REQUIRED WORK: Determine how many lines in the items below contain the string "exposed", counting only case-sensitive matches, and give only that number.

ROWS:
——

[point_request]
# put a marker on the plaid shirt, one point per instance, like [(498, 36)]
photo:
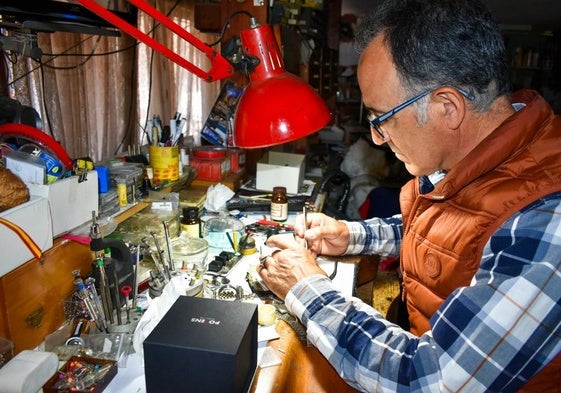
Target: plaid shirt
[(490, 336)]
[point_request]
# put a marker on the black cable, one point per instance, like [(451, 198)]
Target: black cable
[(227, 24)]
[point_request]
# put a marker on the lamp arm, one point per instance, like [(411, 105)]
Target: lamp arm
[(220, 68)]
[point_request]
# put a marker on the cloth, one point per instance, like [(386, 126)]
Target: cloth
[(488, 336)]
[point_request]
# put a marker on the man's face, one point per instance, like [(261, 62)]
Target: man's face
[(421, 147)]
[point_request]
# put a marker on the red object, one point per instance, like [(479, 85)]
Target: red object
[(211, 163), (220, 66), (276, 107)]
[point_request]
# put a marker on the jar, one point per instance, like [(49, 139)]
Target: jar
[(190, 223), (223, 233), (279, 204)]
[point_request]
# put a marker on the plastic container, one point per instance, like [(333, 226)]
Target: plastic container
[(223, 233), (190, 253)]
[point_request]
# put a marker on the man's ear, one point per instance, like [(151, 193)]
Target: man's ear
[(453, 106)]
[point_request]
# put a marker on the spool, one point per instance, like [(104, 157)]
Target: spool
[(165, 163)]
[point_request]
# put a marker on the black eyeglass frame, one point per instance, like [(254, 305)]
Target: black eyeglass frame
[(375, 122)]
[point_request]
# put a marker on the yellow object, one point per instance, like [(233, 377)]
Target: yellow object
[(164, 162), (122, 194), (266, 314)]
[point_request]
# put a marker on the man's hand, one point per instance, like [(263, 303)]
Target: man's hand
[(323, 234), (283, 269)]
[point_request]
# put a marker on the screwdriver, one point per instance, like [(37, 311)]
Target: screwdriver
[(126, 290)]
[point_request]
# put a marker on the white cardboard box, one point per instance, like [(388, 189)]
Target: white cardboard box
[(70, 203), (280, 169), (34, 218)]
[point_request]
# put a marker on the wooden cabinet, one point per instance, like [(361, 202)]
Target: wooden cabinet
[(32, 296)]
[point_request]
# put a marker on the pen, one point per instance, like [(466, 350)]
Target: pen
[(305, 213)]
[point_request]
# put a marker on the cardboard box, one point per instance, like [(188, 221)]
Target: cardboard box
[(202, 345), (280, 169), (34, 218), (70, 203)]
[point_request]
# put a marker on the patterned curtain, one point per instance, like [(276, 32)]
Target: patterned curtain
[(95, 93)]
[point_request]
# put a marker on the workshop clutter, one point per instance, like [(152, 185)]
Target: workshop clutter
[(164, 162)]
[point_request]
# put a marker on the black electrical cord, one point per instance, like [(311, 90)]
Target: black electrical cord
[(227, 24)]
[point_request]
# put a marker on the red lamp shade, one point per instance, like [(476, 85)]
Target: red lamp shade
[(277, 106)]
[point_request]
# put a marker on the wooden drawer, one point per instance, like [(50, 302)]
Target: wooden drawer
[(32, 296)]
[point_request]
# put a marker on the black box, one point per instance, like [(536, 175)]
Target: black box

——

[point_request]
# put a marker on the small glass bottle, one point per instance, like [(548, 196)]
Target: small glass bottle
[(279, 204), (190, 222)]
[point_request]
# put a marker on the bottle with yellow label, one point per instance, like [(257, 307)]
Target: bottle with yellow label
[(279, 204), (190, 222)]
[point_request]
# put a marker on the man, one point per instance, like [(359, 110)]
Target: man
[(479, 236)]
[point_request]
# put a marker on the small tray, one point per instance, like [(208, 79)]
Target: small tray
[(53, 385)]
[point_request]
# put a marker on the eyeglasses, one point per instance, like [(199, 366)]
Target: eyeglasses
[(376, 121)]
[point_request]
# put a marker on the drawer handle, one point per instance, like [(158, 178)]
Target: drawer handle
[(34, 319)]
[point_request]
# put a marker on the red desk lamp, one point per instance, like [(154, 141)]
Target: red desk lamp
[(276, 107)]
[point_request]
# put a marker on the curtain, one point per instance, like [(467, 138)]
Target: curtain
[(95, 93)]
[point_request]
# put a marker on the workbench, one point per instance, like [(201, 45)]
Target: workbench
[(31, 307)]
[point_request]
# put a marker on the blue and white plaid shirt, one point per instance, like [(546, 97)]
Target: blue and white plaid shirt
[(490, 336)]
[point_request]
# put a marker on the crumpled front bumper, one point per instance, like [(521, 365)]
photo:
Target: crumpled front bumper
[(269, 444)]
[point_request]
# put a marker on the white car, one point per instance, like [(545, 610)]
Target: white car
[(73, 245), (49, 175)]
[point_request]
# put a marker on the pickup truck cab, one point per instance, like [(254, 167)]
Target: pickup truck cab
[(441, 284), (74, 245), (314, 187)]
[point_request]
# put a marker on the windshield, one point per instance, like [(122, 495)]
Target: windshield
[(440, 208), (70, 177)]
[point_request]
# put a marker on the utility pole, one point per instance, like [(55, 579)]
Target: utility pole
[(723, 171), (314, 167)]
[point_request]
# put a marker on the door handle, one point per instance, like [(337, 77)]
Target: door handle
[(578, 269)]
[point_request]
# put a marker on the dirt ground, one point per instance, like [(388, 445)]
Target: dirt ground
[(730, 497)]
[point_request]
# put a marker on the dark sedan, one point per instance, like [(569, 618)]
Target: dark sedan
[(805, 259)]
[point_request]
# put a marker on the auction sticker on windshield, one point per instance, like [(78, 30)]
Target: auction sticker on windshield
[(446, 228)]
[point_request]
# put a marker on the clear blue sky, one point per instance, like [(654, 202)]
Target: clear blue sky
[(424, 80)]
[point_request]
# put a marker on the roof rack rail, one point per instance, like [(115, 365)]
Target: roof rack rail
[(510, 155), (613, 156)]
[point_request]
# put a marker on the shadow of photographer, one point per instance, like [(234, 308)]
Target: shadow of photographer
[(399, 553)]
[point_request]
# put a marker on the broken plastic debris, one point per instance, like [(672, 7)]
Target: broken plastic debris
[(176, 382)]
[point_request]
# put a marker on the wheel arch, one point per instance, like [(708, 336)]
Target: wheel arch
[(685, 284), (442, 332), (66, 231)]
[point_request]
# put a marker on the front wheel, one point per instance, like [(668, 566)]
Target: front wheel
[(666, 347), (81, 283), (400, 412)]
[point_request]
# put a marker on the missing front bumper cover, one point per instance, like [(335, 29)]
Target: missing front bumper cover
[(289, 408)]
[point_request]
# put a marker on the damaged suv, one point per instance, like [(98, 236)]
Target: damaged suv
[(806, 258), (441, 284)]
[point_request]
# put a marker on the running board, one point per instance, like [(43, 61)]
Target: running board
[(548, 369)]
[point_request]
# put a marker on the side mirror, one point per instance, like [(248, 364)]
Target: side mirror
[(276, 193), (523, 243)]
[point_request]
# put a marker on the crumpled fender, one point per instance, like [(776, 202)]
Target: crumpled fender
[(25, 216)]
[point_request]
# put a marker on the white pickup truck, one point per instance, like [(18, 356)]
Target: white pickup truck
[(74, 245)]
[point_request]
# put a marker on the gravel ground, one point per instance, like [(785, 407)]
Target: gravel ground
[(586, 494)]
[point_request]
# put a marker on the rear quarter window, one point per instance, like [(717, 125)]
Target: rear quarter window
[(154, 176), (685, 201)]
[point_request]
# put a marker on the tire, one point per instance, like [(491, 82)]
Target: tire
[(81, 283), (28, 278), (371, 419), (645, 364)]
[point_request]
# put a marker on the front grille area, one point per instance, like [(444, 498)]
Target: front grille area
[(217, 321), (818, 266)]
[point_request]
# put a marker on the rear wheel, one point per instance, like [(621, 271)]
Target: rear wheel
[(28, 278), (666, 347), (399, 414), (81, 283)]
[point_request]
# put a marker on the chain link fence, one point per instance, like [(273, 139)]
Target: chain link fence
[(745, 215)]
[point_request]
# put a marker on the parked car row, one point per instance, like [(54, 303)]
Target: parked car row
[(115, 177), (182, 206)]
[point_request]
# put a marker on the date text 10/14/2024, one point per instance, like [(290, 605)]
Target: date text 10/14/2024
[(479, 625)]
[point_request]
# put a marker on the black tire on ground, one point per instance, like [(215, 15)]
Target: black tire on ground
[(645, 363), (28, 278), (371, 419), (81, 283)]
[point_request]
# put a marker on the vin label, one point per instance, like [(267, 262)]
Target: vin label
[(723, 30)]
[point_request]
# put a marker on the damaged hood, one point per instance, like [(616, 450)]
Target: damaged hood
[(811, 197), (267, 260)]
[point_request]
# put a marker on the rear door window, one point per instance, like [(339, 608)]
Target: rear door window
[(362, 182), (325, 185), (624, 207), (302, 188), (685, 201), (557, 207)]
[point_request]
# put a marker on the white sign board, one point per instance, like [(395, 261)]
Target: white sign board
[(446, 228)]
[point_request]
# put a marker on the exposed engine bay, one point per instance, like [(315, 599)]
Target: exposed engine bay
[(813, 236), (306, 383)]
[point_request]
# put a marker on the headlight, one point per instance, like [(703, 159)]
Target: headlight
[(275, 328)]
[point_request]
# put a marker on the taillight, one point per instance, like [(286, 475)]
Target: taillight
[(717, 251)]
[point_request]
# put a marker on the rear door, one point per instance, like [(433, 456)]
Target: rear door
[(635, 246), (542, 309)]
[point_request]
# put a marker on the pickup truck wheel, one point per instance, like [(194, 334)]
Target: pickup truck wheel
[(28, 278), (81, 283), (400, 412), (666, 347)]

——

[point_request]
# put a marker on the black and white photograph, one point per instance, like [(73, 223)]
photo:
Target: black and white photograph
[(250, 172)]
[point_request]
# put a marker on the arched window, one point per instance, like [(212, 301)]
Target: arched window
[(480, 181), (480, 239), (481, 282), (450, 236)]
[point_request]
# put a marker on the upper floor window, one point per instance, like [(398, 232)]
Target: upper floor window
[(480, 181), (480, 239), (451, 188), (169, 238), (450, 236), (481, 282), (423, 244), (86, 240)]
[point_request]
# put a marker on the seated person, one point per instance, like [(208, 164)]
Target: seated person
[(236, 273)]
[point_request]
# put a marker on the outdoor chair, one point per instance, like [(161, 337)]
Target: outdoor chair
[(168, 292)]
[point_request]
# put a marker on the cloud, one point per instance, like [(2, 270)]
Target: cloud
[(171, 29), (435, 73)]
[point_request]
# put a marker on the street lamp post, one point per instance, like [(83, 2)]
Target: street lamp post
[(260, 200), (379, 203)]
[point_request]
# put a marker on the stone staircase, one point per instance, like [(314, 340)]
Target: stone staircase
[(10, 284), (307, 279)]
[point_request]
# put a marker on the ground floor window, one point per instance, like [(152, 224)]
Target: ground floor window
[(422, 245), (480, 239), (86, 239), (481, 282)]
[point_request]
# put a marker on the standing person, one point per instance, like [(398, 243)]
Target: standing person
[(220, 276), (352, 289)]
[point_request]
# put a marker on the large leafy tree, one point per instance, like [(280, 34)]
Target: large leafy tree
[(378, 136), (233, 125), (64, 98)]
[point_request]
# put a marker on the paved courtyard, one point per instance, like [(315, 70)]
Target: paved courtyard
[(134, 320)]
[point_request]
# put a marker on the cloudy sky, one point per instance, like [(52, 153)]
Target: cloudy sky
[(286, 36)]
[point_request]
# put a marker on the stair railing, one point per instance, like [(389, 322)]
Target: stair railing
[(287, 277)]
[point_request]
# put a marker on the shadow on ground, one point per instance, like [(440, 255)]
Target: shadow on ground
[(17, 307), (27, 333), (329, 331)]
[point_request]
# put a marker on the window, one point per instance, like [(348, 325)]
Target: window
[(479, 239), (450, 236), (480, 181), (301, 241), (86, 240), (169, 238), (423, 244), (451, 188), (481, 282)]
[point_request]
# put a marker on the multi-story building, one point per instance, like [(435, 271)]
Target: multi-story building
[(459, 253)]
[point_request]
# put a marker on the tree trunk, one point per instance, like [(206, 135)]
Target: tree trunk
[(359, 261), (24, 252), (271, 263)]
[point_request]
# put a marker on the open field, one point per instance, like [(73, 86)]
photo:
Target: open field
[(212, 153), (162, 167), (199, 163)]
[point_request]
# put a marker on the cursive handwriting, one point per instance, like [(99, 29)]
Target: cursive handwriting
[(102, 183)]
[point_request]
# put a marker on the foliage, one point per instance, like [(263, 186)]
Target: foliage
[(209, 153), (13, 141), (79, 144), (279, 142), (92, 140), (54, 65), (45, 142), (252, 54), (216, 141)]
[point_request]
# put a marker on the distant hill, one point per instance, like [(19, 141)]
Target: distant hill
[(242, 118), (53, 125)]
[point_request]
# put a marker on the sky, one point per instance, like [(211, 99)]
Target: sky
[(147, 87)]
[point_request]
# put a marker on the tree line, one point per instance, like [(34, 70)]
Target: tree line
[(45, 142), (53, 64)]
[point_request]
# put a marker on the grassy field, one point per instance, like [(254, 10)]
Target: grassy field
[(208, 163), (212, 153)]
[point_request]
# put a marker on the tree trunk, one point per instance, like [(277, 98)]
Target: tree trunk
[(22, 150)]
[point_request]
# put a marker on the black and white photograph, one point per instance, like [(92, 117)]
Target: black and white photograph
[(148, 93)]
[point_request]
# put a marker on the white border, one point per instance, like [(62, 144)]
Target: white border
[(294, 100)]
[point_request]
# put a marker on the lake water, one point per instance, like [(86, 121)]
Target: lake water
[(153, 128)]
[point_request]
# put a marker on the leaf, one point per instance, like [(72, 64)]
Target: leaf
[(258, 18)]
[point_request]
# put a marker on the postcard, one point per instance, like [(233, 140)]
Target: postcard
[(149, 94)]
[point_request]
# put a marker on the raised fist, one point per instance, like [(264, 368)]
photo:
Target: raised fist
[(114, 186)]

——

THE RESULT: 2